PROBLEM REQUIREMENTS:
Taking the material as a whole, state how many of its lines contain "window". Write the number and nothing more.

RECORDS PROVIDED:
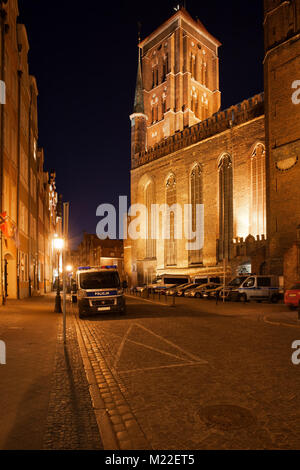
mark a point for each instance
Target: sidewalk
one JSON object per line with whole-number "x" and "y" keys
{"x": 44, "y": 396}
{"x": 271, "y": 313}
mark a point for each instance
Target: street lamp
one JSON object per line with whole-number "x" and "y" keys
{"x": 58, "y": 245}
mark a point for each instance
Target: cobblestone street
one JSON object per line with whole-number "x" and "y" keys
{"x": 44, "y": 394}
{"x": 186, "y": 379}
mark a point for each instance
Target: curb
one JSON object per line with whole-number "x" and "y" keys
{"x": 103, "y": 421}
{"x": 150, "y": 301}
{"x": 289, "y": 325}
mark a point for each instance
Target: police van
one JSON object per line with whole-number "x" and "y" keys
{"x": 99, "y": 290}
{"x": 258, "y": 288}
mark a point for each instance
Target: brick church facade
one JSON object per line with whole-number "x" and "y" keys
{"x": 240, "y": 163}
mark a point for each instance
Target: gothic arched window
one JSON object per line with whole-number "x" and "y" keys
{"x": 258, "y": 191}
{"x": 196, "y": 197}
{"x": 170, "y": 244}
{"x": 149, "y": 200}
{"x": 225, "y": 207}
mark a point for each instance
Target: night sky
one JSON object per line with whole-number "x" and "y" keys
{"x": 84, "y": 56}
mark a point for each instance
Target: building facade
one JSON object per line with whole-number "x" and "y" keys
{"x": 186, "y": 151}
{"x": 28, "y": 195}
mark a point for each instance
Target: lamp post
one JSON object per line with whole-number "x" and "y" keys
{"x": 58, "y": 244}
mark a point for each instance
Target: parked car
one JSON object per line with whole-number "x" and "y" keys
{"x": 212, "y": 293}
{"x": 163, "y": 289}
{"x": 198, "y": 291}
{"x": 141, "y": 288}
{"x": 181, "y": 291}
{"x": 173, "y": 290}
{"x": 259, "y": 288}
{"x": 292, "y": 297}
{"x": 229, "y": 292}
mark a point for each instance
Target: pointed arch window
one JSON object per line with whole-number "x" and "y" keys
{"x": 149, "y": 200}
{"x": 165, "y": 67}
{"x": 170, "y": 245}
{"x": 258, "y": 191}
{"x": 225, "y": 207}
{"x": 196, "y": 197}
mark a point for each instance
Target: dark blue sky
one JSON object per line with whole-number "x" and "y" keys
{"x": 84, "y": 56}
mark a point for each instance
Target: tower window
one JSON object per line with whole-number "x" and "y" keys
{"x": 170, "y": 245}
{"x": 196, "y": 197}
{"x": 258, "y": 191}
{"x": 149, "y": 200}
{"x": 225, "y": 207}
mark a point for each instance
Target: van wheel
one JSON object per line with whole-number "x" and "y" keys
{"x": 242, "y": 298}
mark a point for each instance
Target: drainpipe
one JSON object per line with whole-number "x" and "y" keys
{"x": 29, "y": 190}
{"x": 18, "y": 179}
{"x": 4, "y": 26}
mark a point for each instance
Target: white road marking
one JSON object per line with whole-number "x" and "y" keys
{"x": 122, "y": 346}
{"x": 194, "y": 359}
{"x": 162, "y": 367}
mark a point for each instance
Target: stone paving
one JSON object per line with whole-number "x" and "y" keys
{"x": 187, "y": 379}
{"x": 71, "y": 422}
{"x": 44, "y": 396}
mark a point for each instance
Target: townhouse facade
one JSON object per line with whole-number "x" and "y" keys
{"x": 28, "y": 196}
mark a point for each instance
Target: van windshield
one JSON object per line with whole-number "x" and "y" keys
{"x": 99, "y": 280}
{"x": 237, "y": 281}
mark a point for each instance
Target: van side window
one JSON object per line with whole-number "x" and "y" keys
{"x": 264, "y": 281}
{"x": 250, "y": 282}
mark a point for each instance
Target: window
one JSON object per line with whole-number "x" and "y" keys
{"x": 23, "y": 218}
{"x": 23, "y": 268}
{"x": 196, "y": 197}
{"x": 193, "y": 66}
{"x": 154, "y": 76}
{"x": 263, "y": 282}
{"x": 170, "y": 245}
{"x": 149, "y": 200}
{"x": 225, "y": 207}
{"x": 250, "y": 282}
{"x": 258, "y": 191}
{"x": 24, "y": 167}
{"x": 165, "y": 67}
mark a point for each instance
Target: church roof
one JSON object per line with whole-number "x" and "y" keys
{"x": 183, "y": 14}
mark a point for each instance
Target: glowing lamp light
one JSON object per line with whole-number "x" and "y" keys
{"x": 58, "y": 243}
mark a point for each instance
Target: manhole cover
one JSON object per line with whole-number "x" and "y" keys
{"x": 226, "y": 417}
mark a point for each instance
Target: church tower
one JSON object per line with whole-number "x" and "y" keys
{"x": 282, "y": 110}
{"x": 138, "y": 118}
{"x": 178, "y": 80}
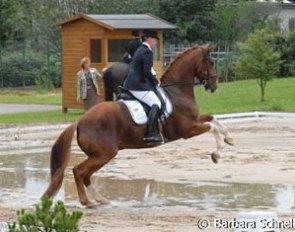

WRITTEN ANSWER:
5